------ Record extracts
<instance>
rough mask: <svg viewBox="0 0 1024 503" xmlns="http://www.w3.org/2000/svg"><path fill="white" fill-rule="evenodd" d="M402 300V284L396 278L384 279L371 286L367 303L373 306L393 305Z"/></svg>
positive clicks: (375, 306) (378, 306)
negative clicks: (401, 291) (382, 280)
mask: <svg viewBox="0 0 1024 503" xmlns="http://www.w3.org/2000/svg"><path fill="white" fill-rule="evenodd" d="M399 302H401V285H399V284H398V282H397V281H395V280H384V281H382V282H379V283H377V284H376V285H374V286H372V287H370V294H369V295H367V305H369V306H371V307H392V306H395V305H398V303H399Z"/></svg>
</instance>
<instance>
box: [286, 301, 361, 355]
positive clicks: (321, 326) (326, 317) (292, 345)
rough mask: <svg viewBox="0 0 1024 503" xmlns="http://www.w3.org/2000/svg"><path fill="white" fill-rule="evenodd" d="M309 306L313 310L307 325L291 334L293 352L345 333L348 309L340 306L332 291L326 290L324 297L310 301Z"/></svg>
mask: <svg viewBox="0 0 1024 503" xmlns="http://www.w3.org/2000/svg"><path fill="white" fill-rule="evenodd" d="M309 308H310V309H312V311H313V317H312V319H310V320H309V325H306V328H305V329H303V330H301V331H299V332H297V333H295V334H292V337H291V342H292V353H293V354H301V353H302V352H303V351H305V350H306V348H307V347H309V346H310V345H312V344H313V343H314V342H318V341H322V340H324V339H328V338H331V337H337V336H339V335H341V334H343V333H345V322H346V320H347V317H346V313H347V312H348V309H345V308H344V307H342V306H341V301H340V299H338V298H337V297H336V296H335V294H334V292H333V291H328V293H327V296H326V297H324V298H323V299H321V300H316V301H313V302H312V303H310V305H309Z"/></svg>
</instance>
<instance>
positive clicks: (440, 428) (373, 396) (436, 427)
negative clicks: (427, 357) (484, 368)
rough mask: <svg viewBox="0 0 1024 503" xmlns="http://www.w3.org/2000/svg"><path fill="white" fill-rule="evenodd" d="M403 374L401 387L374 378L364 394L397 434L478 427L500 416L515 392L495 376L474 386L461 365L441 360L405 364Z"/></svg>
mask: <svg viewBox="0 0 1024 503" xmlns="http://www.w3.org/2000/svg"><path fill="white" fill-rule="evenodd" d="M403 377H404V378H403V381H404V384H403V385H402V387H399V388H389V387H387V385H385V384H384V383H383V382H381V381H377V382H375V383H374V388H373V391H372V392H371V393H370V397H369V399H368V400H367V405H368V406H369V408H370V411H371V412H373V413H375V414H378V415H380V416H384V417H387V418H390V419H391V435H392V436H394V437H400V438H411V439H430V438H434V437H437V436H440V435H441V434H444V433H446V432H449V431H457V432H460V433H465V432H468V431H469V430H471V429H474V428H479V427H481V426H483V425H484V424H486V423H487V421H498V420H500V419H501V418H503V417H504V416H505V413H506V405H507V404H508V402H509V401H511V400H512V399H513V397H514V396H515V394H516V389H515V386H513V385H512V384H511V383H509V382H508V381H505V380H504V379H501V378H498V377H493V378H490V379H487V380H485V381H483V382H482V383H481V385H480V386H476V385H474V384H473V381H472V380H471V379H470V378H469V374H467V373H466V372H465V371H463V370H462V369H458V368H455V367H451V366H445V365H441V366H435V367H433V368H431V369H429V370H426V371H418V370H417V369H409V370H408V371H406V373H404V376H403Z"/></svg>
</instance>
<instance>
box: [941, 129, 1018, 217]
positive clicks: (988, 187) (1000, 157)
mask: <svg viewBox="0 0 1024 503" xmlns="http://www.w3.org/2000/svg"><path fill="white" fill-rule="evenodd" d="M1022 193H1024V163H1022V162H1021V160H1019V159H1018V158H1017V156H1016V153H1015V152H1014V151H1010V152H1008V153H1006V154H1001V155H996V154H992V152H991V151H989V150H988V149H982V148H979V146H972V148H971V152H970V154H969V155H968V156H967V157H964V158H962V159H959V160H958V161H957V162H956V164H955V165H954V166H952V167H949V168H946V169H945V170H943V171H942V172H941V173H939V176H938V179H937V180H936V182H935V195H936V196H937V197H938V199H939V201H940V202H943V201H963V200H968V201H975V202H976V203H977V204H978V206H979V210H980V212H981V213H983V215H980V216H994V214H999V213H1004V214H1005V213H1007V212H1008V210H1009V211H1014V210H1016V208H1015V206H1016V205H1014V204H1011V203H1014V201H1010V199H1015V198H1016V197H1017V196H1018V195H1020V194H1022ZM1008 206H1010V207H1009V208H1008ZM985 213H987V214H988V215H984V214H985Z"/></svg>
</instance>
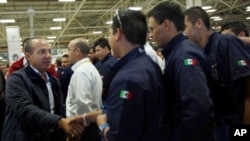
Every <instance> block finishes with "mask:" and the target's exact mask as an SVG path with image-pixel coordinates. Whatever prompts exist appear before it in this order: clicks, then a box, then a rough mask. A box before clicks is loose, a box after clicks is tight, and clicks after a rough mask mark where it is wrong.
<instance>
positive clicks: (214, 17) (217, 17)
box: [210, 16, 221, 19]
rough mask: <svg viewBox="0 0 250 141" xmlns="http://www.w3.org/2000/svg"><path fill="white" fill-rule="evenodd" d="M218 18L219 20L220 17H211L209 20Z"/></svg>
mask: <svg viewBox="0 0 250 141" xmlns="http://www.w3.org/2000/svg"><path fill="white" fill-rule="evenodd" d="M219 18H221V17H220V16H212V17H210V19H219Z"/></svg>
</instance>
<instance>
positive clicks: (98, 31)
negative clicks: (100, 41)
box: [92, 31, 102, 34]
mask: <svg viewBox="0 0 250 141" xmlns="http://www.w3.org/2000/svg"><path fill="white" fill-rule="evenodd" d="M92 33H93V34H101V33H102V31H93V32H92Z"/></svg>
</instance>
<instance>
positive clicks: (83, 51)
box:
------------
Word for word, restate the lines of the data above that fall between the line holding "negative clicks: (427, 357) (484, 368)" and the line holding "box: [941, 129, 1018, 217]", inclusive, and no other lines.

Completed exercise:
negative clicks: (427, 357) (484, 368)
rough mask: <svg viewBox="0 0 1024 503" xmlns="http://www.w3.org/2000/svg"><path fill="white" fill-rule="evenodd" d="M403 374L401 387L374 378L364 394L397 434L478 427L500 416L515 392L495 376L474 386L461 365L441 360L405 364Z"/></svg>
mask: <svg viewBox="0 0 1024 503" xmlns="http://www.w3.org/2000/svg"><path fill="white" fill-rule="evenodd" d="M403 377H404V378H403V381H404V384H403V385H402V387H399V388H389V387H387V385H385V384H384V383H383V382H381V381H377V382H375V383H374V388H373V391H372V392H371V393H370V397H369V399H368V400H367V405H368V406H369V408H370V411H371V412H373V413H375V414H378V415H380V416H384V417H387V418H390V419H391V435H392V436H394V437H400V438H411V439H430V438H434V437H437V436H440V435H441V434H444V433H446V432H449V431H457V432H460V433H465V432H468V431H469V430H471V429H474V428H479V427H481V426H483V425H484V424H486V423H487V421H498V420H500V419H501V418H503V417H504V416H505V413H506V405H507V404H508V402H509V401H511V400H512V399H513V397H514V396H515V394H516V389H515V386H513V385H512V384H511V383H509V382H508V381H505V380H504V379H501V378H498V377H493V378H490V379H487V380H485V381H483V382H482V383H481V385H480V386H476V385H474V384H473V381H472V380H471V379H470V378H469V374H467V373H466V372H465V371H463V370H462V369H458V368H455V367H451V366H445V365H441V366H435V367H433V368H431V369H429V370H426V371H418V370H417V369H409V370H408V371H406V373H404V376H403Z"/></svg>
</instance>
<instance>
box: [941, 129, 1018, 217]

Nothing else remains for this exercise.